Exercise brief:
Return the full set of entries exactly. Omit none.

Records shown:
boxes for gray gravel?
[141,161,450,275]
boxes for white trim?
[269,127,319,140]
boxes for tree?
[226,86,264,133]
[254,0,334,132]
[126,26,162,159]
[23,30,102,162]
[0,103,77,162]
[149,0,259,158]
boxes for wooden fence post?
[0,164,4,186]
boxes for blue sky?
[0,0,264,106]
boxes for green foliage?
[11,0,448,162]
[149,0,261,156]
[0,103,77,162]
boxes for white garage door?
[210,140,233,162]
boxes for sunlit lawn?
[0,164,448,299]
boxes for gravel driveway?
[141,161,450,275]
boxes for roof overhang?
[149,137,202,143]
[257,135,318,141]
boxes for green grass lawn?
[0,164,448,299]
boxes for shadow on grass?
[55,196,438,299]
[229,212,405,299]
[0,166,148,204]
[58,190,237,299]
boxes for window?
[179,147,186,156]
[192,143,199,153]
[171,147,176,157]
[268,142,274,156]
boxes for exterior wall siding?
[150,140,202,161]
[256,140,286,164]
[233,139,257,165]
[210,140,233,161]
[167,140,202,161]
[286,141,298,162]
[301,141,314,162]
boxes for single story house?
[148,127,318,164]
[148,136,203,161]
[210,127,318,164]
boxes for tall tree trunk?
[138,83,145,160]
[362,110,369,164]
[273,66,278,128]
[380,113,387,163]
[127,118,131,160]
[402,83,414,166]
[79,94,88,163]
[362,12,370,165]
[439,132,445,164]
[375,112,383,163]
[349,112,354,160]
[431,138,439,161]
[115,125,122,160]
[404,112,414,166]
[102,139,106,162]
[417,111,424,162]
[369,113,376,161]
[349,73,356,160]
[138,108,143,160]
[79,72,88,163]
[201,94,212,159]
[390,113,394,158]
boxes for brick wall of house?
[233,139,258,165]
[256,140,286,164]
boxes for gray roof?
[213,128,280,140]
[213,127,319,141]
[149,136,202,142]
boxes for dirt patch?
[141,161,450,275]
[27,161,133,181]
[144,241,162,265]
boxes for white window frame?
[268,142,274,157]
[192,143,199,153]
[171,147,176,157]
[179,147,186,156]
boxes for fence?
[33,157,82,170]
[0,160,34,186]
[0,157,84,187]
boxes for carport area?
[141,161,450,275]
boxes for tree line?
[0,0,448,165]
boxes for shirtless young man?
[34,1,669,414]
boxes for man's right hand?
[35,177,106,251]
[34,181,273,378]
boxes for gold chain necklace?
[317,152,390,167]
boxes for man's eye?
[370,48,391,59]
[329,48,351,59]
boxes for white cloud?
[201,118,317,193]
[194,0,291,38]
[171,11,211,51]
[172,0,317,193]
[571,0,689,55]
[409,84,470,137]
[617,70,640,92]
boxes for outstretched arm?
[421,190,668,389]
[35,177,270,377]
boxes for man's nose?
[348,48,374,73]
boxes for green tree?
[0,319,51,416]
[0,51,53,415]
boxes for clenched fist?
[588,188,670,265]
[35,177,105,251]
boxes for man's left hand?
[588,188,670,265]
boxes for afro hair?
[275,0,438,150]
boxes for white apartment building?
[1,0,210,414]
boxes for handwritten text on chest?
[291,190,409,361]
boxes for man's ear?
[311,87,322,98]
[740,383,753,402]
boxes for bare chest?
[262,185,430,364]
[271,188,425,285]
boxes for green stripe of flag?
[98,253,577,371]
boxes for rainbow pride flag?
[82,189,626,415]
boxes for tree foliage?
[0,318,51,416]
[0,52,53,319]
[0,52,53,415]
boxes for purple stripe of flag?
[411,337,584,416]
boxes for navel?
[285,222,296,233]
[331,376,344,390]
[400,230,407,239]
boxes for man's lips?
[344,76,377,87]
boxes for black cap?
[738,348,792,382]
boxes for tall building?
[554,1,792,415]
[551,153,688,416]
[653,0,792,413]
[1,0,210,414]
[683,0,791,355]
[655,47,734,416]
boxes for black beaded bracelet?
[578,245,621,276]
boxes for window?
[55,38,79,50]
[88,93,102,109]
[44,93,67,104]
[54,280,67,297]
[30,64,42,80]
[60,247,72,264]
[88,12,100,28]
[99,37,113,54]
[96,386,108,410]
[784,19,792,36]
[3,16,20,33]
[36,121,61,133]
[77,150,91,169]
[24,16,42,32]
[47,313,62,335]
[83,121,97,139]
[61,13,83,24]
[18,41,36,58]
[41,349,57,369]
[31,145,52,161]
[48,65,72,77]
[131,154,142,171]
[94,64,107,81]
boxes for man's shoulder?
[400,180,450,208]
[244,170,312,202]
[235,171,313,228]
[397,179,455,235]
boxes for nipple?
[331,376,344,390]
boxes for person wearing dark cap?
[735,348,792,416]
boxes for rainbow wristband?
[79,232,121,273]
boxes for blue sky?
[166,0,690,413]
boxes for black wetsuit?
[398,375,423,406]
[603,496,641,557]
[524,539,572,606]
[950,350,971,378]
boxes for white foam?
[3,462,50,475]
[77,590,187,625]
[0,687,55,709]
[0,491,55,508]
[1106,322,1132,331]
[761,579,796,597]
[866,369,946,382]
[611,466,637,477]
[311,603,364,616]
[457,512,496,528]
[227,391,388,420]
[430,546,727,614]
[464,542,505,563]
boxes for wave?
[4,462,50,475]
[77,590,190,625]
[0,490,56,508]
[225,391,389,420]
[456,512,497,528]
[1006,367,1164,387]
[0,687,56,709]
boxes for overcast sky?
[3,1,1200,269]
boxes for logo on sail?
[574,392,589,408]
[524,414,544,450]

Answer to this task:
boxes for gray gravel?
[141,161,450,275]
boxes for white trim?
[269,127,319,140]
boxes for tree?
[226,86,264,133]
[254,0,334,132]
[126,26,162,159]
[23,30,102,162]
[0,103,77,162]
[149,0,259,158]
boxes for wooden fence post?
[0,164,4,186]
boxes for blue sky?
[0,0,264,106]
boxes for green foliage?
[11,0,448,162]
[149,0,261,156]
[0,103,77,162]
boxes for white garage door?
[210,140,233,162]
boxes for sunlit lawn?
[0,164,448,299]
boxes for gravel driveway?
[141,161,450,275]
boxes for roof overhang?
[149,137,202,143]
[257,135,318,141]
boxes for green grass lawn?
[0,164,448,299]
boxes for shadow on grass?
[55,196,438,299]
[229,212,405,299]
[0,166,148,204]
[58,190,237,299]
boxes for window?
[179,147,186,156]
[192,143,199,153]
[171,147,176,157]
[268,142,274,156]
boxes for exterior wall siding?
[150,140,202,161]
[256,140,286,164]
[233,139,257,165]
[210,140,233,161]
[167,140,202,161]
[286,141,298,162]
[301,141,314,162]
boxes for single story house?
[148,127,318,164]
[148,136,203,161]
[210,127,318,164]
boxes for tall tree trunk?
[138,83,145,160]
[362,110,369,164]
[273,66,278,128]
[380,113,387,163]
[127,118,131,160]
[402,83,414,166]
[79,94,88,163]
[362,12,370,165]
[439,132,445,164]
[375,112,383,163]
[349,112,354,160]
[431,138,439,161]
[115,125,122,160]
[404,112,414,166]
[102,139,106,162]
[417,111,424,162]
[369,113,376,161]
[349,73,356,160]
[138,108,143,160]
[79,72,88,163]
[201,94,212,159]
[390,113,394,158]
boxes for brick wall of house?
[233,139,258,165]
[256,140,286,164]
boxes for gray roof?
[213,128,280,140]
[213,127,319,141]
[149,136,202,142]
boxes for dirt patch?
[141,161,450,275]
[27,161,133,181]
[144,241,162,265]
boxes for white window frame?
[268,142,274,157]
[192,143,199,153]
[171,147,176,157]
[179,147,186,156]
boxes for fence?
[33,157,82,170]
[0,160,34,186]
[0,157,84,187]
boxes for carport area?
[141,161,450,275]
boxes for tree line?
[0,0,448,165]
boxes for shirtless young man?
[34,1,669,414]
boxes for man's right hand?
[35,177,106,251]
[34,181,273,378]
boxes for gold chain necklace?
[317,152,390,167]
boxes for man's eye?
[370,48,391,59]
[329,48,351,59]
boxes for white cloud?
[201,118,317,193]
[194,0,291,38]
[171,11,211,51]
[172,0,317,193]
[571,0,689,55]
[409,84,470,137]
[617,70,640,92]
boxes for outstretched arm?
[421,190,668,389]
[35,177,270,377]
boxes for man's nose?
[348,48,374,73]
boxes for green tree?
[0,319,51,416]
[0,51,53,415]
boxes for clenched fist?
[588,188,670,265]
[35,177,105,251]
boxes for man's left hand?
[588,188,670,265]
boxes for afro hair?
[275,0,438,150]
boxes for white apartment building?
[1,0,210,414]
boxes for handwritten text on chest?
[291,190,409,361]
boxes for man's ear?
[311,87,322,98]
[740,383,753,402]
boxes for bare chest?
[262,185,430,364]
[271,188,425,285]
boxes for green stripe of flag?
[98,253,577,371]
boxes for rainbow pride flag?
[82,189,626,415]
boxes for tree foliage?
[0,318,51,416]
[0,52,53,319]
[0,52,53,415]
boxes for purple stripe of flag?
[411,337,584,416]
boxes for navel?
[285,222,296,233]
[331,376,344,390]
[400,230,407,239]
boxes for man's lips?
[344,76,377,87]
boxes for black cap?
[738,348,792,382]
boxes for tall building?
[554,1,792,415]
[551,153,688,416]
[653,0,792,413]
[1,0,210,414]
[683,0,791,355]
[655,47,734,416]
boxes for black beaded bracelet?
[578,245,621,276]
boxes for window?
[55,38,79,50]
[88,93,102,109]
[44,93,67,104]
[54,280,67,297]
[30,64,42,80]
[60,247,72,264]
[88,12,100,28]
[99,37,113,54]
[96,386,108,410]
[784,19,792,36]
[3,16,20,33]
[36,121,61,133]
[77,150,91,169]
[24,16,42,32]
[47,313,62,335]
[83,121,97,139]
[61,13,83,24]
[18,41,36,58]
[41,349,57,369]
[31,145,52,161]
[48,65,72,77]
[131,154,142,171]
[94,64,107,81]
boxes for man's shoulder?
[400,180,450,208]
[244,170,312,202]
[235,171,313,228]
[397,179,455,235]
boxes for nipple?
[331,376,344,390]
boxes for person wearing dark cap?
[735,348,792,416]
boxes for rainbow wristband?
[79,232,121,273]
boxes for blue sky?
[166,0,690,413]
boxes for black wetsuit?
[398,375,423,406]
[603,496,641,557]
[524,539,572,606]
[950,350,971,378]
boxes for white foam?
[3,462,50,475]
[77,590,187,625]
[0,687,55,709]
[0,491,55,508]
[1106,322,1132,331]
[761,579,796,597]
[866,369,946,382]
[611,466,637,477]
[311,603,364,616]
[457,512,496,528]
[227,391,388,420]
[430,546,727,614]
[464,542,505,563]
boxes for wave?
[4,462,50,475]
[77,590,190,625]
[0,490,56,508]
[225,391,389,420]
[456,512,497,528]
[1006,367,1164,387]
[0,687,56,709]
boxes for overcast sky?
[3,1,1200,269]
boxes for logo on sail?
[574,392,589,408]
[524,414,544,450]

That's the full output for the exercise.